## [Work required]
Quote word for word the lines of the listing below, from the line holding "Where can the meadow" through the end of the listing, both ends included. Leave the pictures out.

===== Extracted entries

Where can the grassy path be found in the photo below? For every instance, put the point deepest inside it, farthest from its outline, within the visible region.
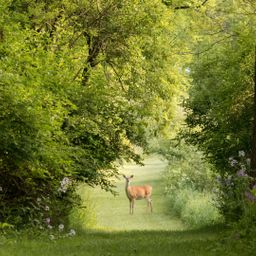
(113, 212)
(119, 233)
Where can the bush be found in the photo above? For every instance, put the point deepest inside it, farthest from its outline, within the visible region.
(194, 208)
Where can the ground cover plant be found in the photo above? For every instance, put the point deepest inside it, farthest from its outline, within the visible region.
(87, 86)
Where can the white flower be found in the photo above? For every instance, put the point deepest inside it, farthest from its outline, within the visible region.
(61, 227)
(72, 232)
(49, 226)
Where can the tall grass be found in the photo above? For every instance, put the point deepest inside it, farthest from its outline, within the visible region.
(84, 217)
(188, 183)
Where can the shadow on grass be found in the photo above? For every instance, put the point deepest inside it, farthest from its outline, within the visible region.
(204, 241)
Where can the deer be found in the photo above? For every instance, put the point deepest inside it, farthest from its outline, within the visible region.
(137, 192)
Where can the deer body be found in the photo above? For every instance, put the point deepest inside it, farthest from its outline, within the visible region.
(137, 192)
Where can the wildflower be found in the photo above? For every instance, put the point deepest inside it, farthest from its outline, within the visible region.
(241, 173)
(72, 232)
(248, 161)
(61, 227)
(51, 237)
(233, 162)
(241, 153)
(64, 184)
(250, 196)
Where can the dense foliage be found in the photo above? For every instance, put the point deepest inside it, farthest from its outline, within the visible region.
(81, 82)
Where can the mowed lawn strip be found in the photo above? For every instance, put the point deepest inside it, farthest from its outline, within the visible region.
(113, 211)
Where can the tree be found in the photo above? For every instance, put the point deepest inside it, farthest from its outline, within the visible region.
(80, 81)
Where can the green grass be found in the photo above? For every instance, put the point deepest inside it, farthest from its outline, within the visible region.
(112, 212)
(202, 242)
(118, 233)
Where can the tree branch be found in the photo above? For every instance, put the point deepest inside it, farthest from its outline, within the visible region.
(189, 7)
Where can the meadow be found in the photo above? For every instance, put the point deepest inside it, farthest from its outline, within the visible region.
(116, 232)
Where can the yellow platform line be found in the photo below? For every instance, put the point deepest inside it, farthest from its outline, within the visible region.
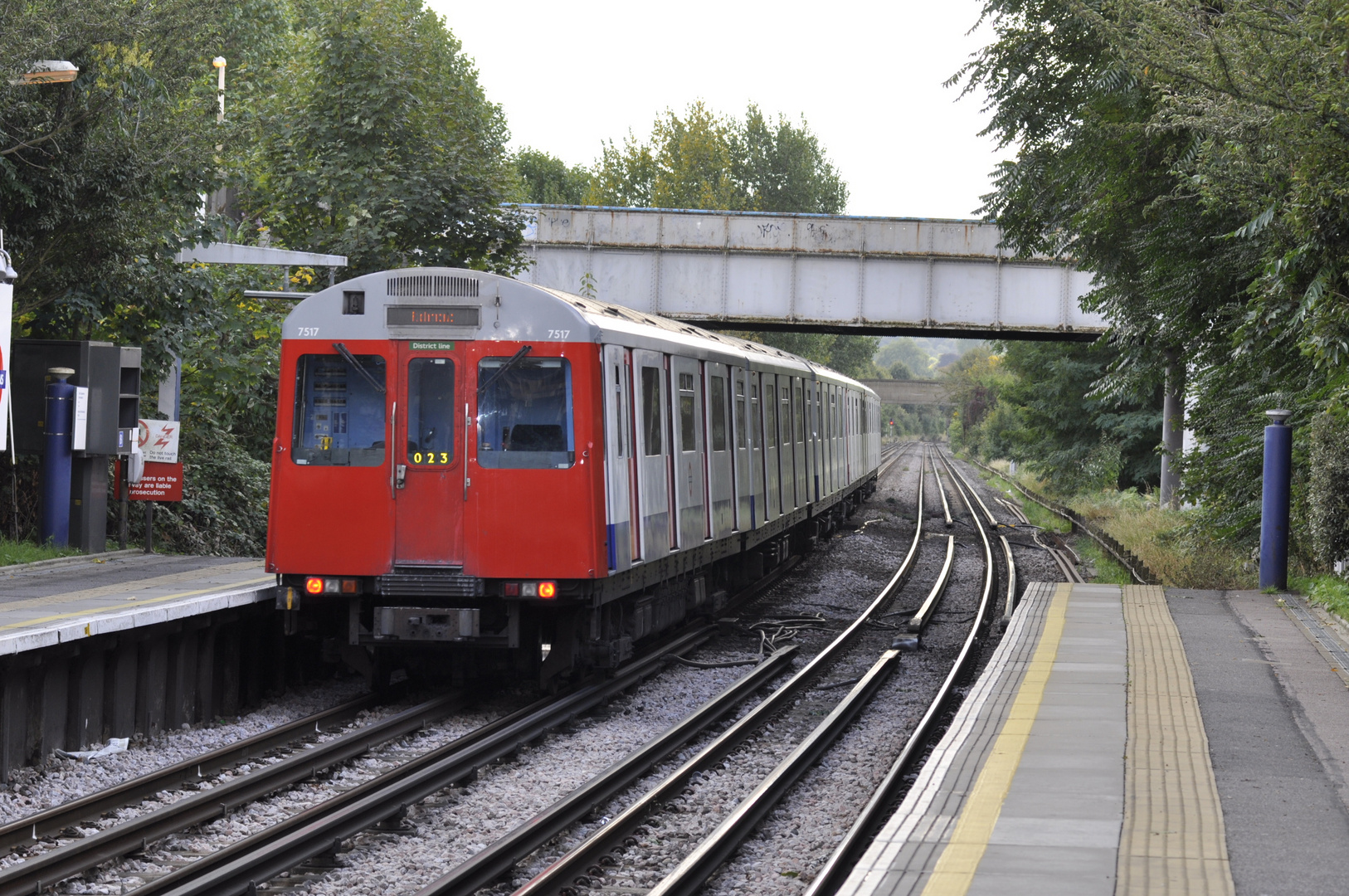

==========

## [Output of the exercise]
Where can the meadow be found in the photo above? For every instance, put the point deepest inside it, farthest from its outline, within the visible region.
(116, 232)
Where can the yellow platform line be found in the photo below? For every instance, put the point deepest inside it, farthest from its outline, within the visible region.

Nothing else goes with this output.